## STATED EXERCISE
Report every line of the data below that contains the string "dark", reproducing each line in full. Matching is case-sensitive.
======== EXTRACTED INFORMATION
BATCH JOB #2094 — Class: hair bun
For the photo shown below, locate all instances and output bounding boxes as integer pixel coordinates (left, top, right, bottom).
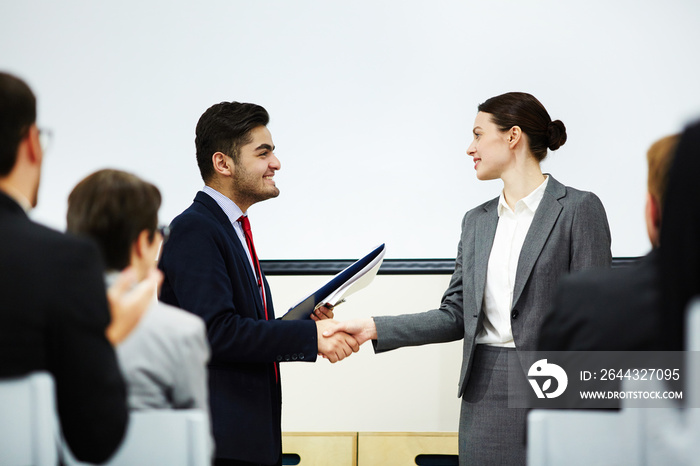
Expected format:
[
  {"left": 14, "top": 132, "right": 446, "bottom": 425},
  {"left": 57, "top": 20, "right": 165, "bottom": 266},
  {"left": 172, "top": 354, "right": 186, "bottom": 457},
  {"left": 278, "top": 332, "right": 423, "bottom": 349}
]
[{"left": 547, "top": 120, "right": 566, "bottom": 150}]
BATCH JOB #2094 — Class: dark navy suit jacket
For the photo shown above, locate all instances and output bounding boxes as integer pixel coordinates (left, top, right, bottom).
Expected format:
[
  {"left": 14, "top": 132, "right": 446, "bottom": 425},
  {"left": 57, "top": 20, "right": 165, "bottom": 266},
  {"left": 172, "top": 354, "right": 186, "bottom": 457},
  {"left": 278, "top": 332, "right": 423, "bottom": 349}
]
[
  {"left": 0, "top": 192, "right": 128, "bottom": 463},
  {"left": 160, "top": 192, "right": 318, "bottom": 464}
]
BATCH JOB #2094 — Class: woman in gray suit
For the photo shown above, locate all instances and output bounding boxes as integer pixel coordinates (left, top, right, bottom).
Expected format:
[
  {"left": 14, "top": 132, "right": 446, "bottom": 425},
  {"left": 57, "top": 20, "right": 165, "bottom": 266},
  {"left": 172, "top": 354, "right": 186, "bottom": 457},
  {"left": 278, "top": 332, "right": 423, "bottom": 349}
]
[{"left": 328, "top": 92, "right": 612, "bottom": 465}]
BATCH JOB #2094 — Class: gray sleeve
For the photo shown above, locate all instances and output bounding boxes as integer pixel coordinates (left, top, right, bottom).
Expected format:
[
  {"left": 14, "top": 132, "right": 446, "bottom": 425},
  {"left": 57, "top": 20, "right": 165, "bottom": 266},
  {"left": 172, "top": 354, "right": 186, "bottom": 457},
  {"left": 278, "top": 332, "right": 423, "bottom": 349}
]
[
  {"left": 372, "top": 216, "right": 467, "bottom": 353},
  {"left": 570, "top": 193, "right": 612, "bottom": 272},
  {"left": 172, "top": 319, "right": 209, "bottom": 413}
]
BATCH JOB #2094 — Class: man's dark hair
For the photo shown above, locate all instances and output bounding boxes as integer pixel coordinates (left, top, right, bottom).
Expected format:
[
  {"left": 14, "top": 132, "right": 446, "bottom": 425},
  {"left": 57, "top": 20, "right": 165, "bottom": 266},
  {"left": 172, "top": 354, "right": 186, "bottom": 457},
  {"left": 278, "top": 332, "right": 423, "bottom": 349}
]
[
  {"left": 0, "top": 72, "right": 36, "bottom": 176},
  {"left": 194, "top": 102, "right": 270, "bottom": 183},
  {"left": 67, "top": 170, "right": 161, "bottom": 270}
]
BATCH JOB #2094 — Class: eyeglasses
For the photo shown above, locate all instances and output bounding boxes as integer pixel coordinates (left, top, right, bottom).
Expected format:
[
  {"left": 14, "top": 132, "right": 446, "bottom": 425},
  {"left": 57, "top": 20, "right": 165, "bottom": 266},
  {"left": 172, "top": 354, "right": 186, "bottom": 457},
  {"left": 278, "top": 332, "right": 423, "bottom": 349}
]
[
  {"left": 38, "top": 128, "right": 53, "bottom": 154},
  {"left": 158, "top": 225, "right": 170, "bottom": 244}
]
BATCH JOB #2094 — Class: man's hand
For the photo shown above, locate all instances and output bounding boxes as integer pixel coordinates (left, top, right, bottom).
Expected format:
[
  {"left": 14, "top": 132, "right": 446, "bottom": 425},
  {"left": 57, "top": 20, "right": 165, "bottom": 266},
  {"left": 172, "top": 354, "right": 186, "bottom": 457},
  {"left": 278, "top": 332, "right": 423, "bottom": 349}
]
================
======== EXTRACTED INFORMATION
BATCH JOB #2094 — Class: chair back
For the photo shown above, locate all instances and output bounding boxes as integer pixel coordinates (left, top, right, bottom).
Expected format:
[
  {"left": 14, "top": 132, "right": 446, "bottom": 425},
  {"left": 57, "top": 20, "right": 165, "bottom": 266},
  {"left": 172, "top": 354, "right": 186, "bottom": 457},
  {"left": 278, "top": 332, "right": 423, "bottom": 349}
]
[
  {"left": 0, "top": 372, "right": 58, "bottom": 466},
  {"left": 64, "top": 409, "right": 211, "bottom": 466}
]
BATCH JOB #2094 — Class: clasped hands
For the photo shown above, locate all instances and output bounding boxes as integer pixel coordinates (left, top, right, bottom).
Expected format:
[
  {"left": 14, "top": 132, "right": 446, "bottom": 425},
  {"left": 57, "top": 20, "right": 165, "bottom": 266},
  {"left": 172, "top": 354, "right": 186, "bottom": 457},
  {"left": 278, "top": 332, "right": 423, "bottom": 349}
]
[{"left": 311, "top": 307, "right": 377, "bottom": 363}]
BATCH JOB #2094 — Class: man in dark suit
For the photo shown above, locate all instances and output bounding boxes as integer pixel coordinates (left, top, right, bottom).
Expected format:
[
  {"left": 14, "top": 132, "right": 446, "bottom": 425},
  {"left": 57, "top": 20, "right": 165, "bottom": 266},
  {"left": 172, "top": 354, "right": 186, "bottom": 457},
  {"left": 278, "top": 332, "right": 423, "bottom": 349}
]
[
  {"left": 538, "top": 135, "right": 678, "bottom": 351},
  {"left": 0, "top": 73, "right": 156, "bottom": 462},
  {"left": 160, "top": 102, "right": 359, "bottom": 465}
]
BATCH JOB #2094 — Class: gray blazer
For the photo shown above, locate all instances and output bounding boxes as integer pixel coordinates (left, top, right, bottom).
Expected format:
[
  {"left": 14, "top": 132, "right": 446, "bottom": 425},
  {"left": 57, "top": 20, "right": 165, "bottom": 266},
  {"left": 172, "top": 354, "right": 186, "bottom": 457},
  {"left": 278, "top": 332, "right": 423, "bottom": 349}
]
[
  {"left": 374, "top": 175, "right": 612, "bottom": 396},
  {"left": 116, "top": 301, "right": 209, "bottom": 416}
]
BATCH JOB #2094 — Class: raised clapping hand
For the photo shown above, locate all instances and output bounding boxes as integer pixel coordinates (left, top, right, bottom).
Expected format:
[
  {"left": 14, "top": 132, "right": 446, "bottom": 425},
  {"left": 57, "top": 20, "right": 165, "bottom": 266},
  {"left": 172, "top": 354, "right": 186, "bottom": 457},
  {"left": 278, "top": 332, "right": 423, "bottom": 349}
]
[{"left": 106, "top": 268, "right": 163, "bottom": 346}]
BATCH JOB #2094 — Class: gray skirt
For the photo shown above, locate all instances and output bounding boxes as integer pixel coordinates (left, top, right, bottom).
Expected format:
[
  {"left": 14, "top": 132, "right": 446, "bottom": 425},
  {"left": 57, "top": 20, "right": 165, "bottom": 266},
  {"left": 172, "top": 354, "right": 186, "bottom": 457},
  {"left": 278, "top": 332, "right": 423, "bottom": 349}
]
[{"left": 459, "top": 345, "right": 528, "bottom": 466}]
================
## WRITTEN RESPONSE
BATCH JOB #2094 — Class: dark navy suit jacket
BATCH JOB #2094 — Class: man's dark hair
BATCH JOB #2094 — Class: man in dark suit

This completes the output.